- **Source records**
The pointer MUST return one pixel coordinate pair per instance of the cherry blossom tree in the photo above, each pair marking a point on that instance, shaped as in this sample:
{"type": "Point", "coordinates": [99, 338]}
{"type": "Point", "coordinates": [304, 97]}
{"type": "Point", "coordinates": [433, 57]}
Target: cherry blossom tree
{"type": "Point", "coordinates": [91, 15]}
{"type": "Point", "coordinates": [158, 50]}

- **Work instructions**
Reproduce all of the data above, line for line, with no changes.

- **Problem solution**
The pointer MUST return one pixel coordinate pair per instance of the cherry blossom tree in the photo above, each pair marking a point on that instance, shaped as in this sample:
{"type": "Point", "coordinates": [99, 338]}
{"type": "Point", "coordinates": [304, 97]}
{"type": "Point", "coordinates": [433, 57]}
Target: cherry blossom tree
{"type": "Point", "coordinates": [91, 15]}
{"type": "Point", "coordinates": [158, 50]}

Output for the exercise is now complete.